**TASK GOAL**
From the MIMIC-III notebook text below, copy out everything from "train_labels = df_train['OUTPUT_LABEL'].tolist()" down to "word_index = dict(zip(voc, range(len(voc))))" with no changes.

PASSAGE SHOWN Start Marker

MIMIC-III Clinical Database [3]

Link to dataset: https://physionet.org/content/mimiciii/1.4/

1.   Using the link to the dataset, create a physinet account.
2.   Navigate to he bottom webapge of the link to the "Files" section
3.   Complete the listed required training: "CITI Data or Specimens Only Research"
4.  Submit your training to physinet
5.  You'll recive an email that your application is approved, you can login in to phsionet and access the data.

# Download word2Vec and glove Embeddigns
Word2Vec PubMed-and-PMC-w2v.bin 3.08GB http://bio.nlplab.org/
Glove Common Crawl (42B tokens, 1.9M vocab, uncased, 300d vectors, 1.75 GB) https://github.com/stanfordnlp/GloVe



Paths to files and models

In [2]:
notes_path = '/content/drive/MyDrive/DL_Final_Project/NOTEEVENTS.csv'
admissions_path = '/content/drive/MyDrive/DL_Final_Project/ADMISSIONS.csv'
icd_codes_path = '/content/drive/MyDrive/DL_Final_Project/DIAGNOSES_ICD.csv'

#Word2Vec model used to generate embeddigns for CNN
biowordvecpath = '/content/drive/MyDrive/DL_Final_Project/PubMed-and-PMC-w2v.bin'

#glove model
glovepath = '/content/drive/MyDrive/DL_Final_Project/glove.42B.300d.txt'

In [3]:
# remove any HTML tags, non-word characters, numbers; convert all text to lowercase; remove stopwords
def preprocessor(text):
    text = re.sub('<[^>]*>', '', text)
    text = re.sub('[\W]+', ' ', text.lower()) 
    text = re.sub(" \d+", " ", text)
    
    #remove stop words
    tokens = [token for token in word_tokenize(text) if token not in punctuation and token not in stop_words]
    return ' '.join(tokens)

def create_train_and_val_sets(df_train, df_test):
  # x-train and y-train
    train_samples = df_train['text2'].tolist()
    train_labels = df_train['OUTPUT_LABEL'].tolist()

  # x-test and y-test
    val_samples = df_test['text2'].tolist()
    val_labels = df_test['OUTPUT_LABEL'].tolist()

    # get vocab list & assign an index to each vocab word in x-train
    vectorizer = TextVectorization(max_tokens=20000, output_sequence_length=200)
    text_ds = tf.data.Dataset.from_tensor_slices(train_samples).batch(128)
    vectorizer.adapt(text_ds)
    voc = vectorizer.get_vocabulary()
    word_index = dict(zip(voc, range(len(voc))))

    # finally vectorize x-train, x-test, y-train, y-test according to the above vectorizer
    x_train = vectorizer(np.array([[s] for s in train_samples])).numpy()
    x_val = vectorizer(np.array([[s] for s in val_samples])).numpy()

    y_train = np.array(train_labels)

PASSAGE SHOWN End Marker
SOURCE DATA Start Marker

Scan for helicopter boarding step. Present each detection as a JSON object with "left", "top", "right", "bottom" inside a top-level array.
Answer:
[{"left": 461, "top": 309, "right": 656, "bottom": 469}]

SOURCE DATA End Marker

**RESPONSE**
train_labels = df_train['OUTPUT_LABEL'].tolist()

  # x-test and y-test
    val_samples = df_test['text2'].tolist()
    val_labels = df_test['OUTPUT_LABEL'].tolist()

    # get vocab list & assign an index to each vocab word in x-train
    vectorizer = TextVectorization(max_tokens=20000, output_sequence_length=200)
    text_ds = tf.data.Dataset.from_tensor_slices(train_samples).batch(128)
    vectorizer.adapt(text_ds)
    voc = vectorizer.get_vocabulary()
    word_index = dict(zip(voc, range(len(voc))))